**Material shown:**
###

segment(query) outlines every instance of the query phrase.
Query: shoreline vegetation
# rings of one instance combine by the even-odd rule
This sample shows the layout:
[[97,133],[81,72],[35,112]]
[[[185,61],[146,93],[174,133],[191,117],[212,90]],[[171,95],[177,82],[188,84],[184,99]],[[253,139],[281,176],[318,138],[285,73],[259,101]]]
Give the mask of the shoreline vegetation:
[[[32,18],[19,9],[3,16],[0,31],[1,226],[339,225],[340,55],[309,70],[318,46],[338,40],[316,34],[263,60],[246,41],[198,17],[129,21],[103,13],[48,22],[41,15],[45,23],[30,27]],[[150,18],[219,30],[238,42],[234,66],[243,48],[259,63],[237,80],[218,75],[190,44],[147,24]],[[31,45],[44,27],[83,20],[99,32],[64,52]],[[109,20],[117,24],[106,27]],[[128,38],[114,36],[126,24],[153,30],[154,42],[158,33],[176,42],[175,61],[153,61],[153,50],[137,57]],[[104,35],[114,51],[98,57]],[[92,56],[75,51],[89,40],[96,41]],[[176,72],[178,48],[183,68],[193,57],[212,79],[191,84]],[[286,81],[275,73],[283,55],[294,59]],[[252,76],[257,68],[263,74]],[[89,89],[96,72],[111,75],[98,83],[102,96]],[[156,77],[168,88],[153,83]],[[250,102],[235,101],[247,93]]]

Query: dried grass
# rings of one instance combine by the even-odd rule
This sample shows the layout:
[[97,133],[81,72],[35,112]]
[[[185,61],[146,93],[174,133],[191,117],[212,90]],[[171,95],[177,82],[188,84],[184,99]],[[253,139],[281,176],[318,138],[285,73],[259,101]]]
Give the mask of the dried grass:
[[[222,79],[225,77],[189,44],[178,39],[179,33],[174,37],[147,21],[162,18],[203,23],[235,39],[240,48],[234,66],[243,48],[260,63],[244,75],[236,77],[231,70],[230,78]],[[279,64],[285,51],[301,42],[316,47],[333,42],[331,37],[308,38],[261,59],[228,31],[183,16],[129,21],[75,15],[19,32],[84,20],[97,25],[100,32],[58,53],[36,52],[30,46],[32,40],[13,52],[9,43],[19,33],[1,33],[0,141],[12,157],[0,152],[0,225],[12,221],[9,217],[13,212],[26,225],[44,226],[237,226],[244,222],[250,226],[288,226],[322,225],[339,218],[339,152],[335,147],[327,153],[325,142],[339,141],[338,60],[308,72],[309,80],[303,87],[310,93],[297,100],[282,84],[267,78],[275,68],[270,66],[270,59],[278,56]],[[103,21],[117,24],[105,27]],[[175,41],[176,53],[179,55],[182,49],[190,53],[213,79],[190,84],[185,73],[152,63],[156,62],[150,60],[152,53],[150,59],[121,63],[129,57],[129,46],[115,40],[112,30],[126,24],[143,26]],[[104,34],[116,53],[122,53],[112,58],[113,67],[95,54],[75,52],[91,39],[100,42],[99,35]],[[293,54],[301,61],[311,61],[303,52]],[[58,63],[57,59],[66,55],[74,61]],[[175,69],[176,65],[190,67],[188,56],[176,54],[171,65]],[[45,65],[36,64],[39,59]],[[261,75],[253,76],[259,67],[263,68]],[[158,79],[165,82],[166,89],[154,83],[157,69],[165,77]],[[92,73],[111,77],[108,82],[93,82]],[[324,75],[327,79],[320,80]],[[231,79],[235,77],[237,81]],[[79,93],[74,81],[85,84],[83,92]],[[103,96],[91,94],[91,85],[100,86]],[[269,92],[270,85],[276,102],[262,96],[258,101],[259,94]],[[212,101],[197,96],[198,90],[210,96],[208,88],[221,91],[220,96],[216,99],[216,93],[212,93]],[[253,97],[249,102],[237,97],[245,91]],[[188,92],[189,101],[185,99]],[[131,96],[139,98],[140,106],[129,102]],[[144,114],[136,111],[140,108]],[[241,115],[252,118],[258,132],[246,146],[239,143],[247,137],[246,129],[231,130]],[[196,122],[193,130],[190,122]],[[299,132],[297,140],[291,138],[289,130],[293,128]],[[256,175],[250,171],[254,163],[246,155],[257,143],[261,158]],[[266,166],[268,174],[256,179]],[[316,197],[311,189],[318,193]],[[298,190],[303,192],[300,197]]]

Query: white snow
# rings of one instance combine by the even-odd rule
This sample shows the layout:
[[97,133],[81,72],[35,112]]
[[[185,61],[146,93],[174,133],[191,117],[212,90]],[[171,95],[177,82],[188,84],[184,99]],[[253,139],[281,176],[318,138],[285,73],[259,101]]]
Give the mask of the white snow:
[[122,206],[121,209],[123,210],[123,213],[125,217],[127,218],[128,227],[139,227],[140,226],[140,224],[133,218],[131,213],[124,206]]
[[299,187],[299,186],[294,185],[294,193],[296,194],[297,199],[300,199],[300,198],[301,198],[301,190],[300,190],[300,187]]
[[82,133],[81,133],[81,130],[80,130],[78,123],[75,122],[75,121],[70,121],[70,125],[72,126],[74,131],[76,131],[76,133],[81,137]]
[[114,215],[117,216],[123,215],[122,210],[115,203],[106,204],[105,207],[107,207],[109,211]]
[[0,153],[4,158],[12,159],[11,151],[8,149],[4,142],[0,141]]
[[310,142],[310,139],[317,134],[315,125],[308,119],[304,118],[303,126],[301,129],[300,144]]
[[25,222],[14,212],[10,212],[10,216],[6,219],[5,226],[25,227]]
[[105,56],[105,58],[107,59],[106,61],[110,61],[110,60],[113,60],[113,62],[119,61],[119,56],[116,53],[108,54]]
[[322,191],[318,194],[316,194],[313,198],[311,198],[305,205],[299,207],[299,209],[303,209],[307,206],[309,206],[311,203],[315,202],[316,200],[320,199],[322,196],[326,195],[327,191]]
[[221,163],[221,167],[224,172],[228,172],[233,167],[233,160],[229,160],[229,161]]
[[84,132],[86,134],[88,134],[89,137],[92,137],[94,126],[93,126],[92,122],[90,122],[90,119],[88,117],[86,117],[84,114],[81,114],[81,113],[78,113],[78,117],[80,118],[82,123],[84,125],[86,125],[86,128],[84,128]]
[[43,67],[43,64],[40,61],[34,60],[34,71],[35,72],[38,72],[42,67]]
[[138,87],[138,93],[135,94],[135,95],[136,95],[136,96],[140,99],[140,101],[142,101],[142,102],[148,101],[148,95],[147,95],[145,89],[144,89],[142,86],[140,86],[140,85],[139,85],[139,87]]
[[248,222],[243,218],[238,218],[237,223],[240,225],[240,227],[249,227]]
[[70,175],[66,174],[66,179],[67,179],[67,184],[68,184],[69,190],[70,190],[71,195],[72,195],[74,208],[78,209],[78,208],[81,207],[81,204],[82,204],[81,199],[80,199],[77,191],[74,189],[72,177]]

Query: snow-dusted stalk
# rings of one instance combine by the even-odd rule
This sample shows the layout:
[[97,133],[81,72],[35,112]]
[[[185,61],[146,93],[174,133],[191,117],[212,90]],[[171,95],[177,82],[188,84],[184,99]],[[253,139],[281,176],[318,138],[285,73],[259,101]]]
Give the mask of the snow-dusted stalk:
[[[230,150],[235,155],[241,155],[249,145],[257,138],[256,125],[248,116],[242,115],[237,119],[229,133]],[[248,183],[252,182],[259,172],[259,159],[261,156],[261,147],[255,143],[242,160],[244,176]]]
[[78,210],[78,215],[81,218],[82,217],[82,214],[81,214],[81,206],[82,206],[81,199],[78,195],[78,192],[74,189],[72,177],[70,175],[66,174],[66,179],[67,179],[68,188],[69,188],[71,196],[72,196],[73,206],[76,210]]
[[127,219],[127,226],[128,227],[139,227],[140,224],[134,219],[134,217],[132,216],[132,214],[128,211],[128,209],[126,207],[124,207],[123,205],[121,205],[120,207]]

###

Output every entry again, exactly as given.

**Task result:**
segment(query) outlines every instance of the query phrase.
Query: shoreline vegetation
# rings of one instance combine by the even-odd rule
This sample shows the layout:
[[97,133],[81,72],[35,112]]
[[[185,61],[146,93],[174,133],[191,117],[212,90]],[[171,95],[177,82],[188,84],[184,99]],[[253,139],[281,176],[318,138],[285,73],[259,101]]]
Give the mask of the shoreline vegetation:
[[[32,18],[19,9],[3,16],[0,31],[1,226],[339,225],[340,55],[309,70],[318,46],[338,40],[316,34],[263,60],[246,41],[198,17],[129,21],[103,13],[48,22],[41,15],[45,23],[30,27]],[[150,18],[219,30],[238,42],[234,66],[243,48],[259,63],[237,80],[218,75],[190,44],[147,24]],[[31,45],[44,27],[83,20],[99,32],[64,52]],[[109,20],[117,24],[106,27]],[[128,38],[114,36],[126,24],[153,30],[154,42],[158,33],[176,42],[175,61],[153,61],[153,50],[137,57]],[[104,35],[114,51],[98,57]],[[92,56],[75,51],[89,40],[96,41]],[[176,72],[178,48],[183,68],[193,57],[212,79],[191,84]],[[286,81],[275,73],[283,55],[294,59]],[[252,76],[257,68],[263,74]],[[89,89],[96,72],[111,75],[98,83],[102,96]],[[156,77],[168,88],[153,83]],[[250,102],[235,101],[247,93]]]

Query: dried grass
# rings of one instance combine by the even-odd rule
This sample shows the layout:
[[97,133],[81,72],[35,112]]
[[[185,61],[146,93],[174,133],[191,117],[212,90]],[[171,95],[177,82],[188,84],[184,99]],[[253,139],[281,176],[318,138],[285,73],[259,101]]]
Give the mask of the dried grass:
[[[222,79],[225,77],[189,44],[178,39],[179,33],[174,37],[147,21],[162,18],[203,23],[235,39],[240,48],[234,66],[243,48],[260,63],[244,75],[236,77],[231,70],[230,78]],[[279,64],[285,51],[301,42],[316,47],[333,42],[331,37],[308,38],[261,59],[228,31],[183,16],[129,21],[75,15],[19,32],[84,20],[97,25],[100,32],[58,53],[36,52],[30,46],[32,40],[13,52],[9,43],[19,33],[1,33],[0,141],[12,157],[0,152],[0,225],[12,221],[9,217],[13,212],[26,225],[44,226],[237,226],[244,222],[250,226],[288,226],[322,225],[339,218],[339,152],[335,147],[327,153],[325,142],[339,141],[338,60],[308,72],[309,80],[303,87],[310,93],[297,100],[282,84],[267,78],[275,68],[270,66],[270,59],[278,56]],[[103,21],[117,24],[105,27]],[[175,41],[176,53],[179,55],[182,49],[190,53],[213,79],[190,84],[185,73],[152,63],[156,62],[150,60],[152,53],[150,59],[121,63],[129,57],[129,46],[115,40],[112,30],[126,24],[143,26]],[[104,34],[116,53],[122,53],[112,58],[113,67],[95,54],[75,52],[91,39],[100,42],[99,35]],[[293,54],[301,61],[311,61],[303,52]],[[58,63],[57,59],[66,55],[74,61]],[[175,69],[176,65],[190,67],[188,56],[176,54],[171,65]],[[45,65],[36,64],[39,59]],[[261,75],[253,76],[259,67],[263,68]],[[158,79],[165,82],[166,89],[154,83],[157,69],[165,77]],[[92,73],[111,77],[108,82],[93,82]],[[324,75],[327,79],[320,80]],[[231,79],[235,77],[237,81]],[[79,93],[74,81],[85,84],[83,92]],[[103,96],[91,94],[91,85],[100,86]],[[269,92],[270,85],[276,102],[262,96],[258,101],[259,94]],[[212,101],[197,96],[198,90],[210,96],[208,88],[221,91],[220,96],[216,99],[216,93],[212,93]],[[253,97],[249,102],[237,97],[245,91]],[[188,92],[189,101],[185,99]],[[131,96],[139,98],[140,106],[129,102]],[[144,114],[136,111],[140,108]],[[241,115],[252,118],[258,132],[246,146],[239,143],[247,137],[246,129],[231,130]],[[196,122],[193,130],[190,122]],[[299,132],[297,140],[291,138],[289,130],[293,128]],[[256,175],[250,171],[254,163],[246,155],[257,143],[261,158]],[[266,166],[268,174],[256,179]],[[316,197],[311,189],[318,193]],[[298,190],[303,192],[300,197]]]

Query: white snow
# rings of one instance combine by the even-odd rule
This sample shows the layout:
[[97,133],[81,72],[35,112]]
[[[185,61],[146,93],[174,133],[191,117],[212,90]],[[171,95],[177,82],[188,84],[184,99]],[[253,139],[281,176],[318,138],[285,73],[259,101]]]
Give the mask of the white snow:
[[122,206],[121,209],[123,210],[123,213],[125,217],[127,218],[128,227],[139,227],[140,226],[140,224],[133,218],[131,213],[124,206]]
[[299,187],[299,186],[294,185],[294,193],[296,194],[297,199],[300,199],[300,198],[301,198],[301,190],[300,190],[300,187]]
[[82,133],[81,133],[81,130],[80,130],[78,123],[75,122],[75,121],[70,121],[70,125],[72,126],[74,131],[76,131],[76,133],[81,137]]
[[114,215],[117,216],[123,215],[122,210],[115,203],[106,204],[105,207],[107,207],[109,211]]
[[0,153],[4,158],[12,159],[11,151],[8,149],[4,142],[0,141]]
[[310,142],[310,139],[317,134],[315,125],[308,119],[304,118],[303,126],[301,129],[300,144]]
[[25,222],[14,212],[10,212],[10,216],[6,219],[5,226],[25,227]]
[[105,56],[105,58],[107,59],[106,61],[110,61],[110,60],[113,60],[113,62],[119,61],[119,56],[116,53],[108,54]]
[[322,191],[318,194],[316,194],[313,198],[311,198],[305,205],[299,207],[299,209],[303,209],[307,206],[309,206],[311,203],[315,202],[316,200],[320,199],[322,196],[326,195],[327,191]]
[[221,163],[221,167],[224,172],[228,172],[233,167],[233,160],[229,160],[229,161]]
[[84,132],[86,134],[88,134],[89,137],[92,137],[94,126],[93,126],[92,122],[90,122],[90,119],[88,117],[86,117],[84,114],[81,114],[81,113],[78,113],[78,117],[80,118],[82,123],[84,125],[86,125],[86,128],[84,128]]
[[43,67],[43,64],[40,61],[34,60],[34,71],[35,72],[38,72],[42,67]]
[[138,87],[138,93],[135,94],[135,95],[136,95],[136,96],[140,99],[140,101],[142,101],[142,102],[148,101],[148,95],[147,95],[145,89],[144,89],[142,86],[140,86],[140,85],[139,85],[139,87]]
[[248,222],[243,218],[238,218],[237,223],[240,225],[240,227],[249,227]]
[[70,175],[66,174],[66,179],[67,179],[67,184],[68,184],[69,190],[70,190],[71,195],[72,195],[74,208],[78,209],[78,208],[81,207],[81,204],[82,204],[81,199],[80,199],[77,191],[74,189],[72,177]]

Query: snow-dusted stalk
# rings of one instance combine by the even-odd rule
This sample shows the layout:
[[97,133],[81,72],[35,112]]
[[[185,61],[146,93],[174,133],[191,117],[212,90]],[[171,95],[177,82],[188,84],[184,99]],[[253,139],[281,176],[318,138],[285,73],[259,101]]]
Give the mask of the snow-dusted stalk:
[[[230,150],[235,155],[241,155],[249,145],[257,138],[256,125],[248,116],[242,115],[237,119],[229,133]],[[248,183],[252,182],[259,172],[259,159],[261,156],[261,147],[255,143],[242,160],[244,176]]]
[[78,210],[78,215],[81,218],[82,217],[82,214],[81,214],[81,206],[82,206],[81,199],[78,195],[78,192],[74,189],[72,177],[70,175],[66,174],[66,179],[67,179],[68,188],[69,188],[71,196],[72,196],[73,206],[76,210]]
[[127,219],[127,226],[128,227],[139,227],[140,224],[134,219],[134,217],[132,216],[132,214],[128,211],[128,209],[126,207],[124,207],[123,205],[121,205],[120,207]]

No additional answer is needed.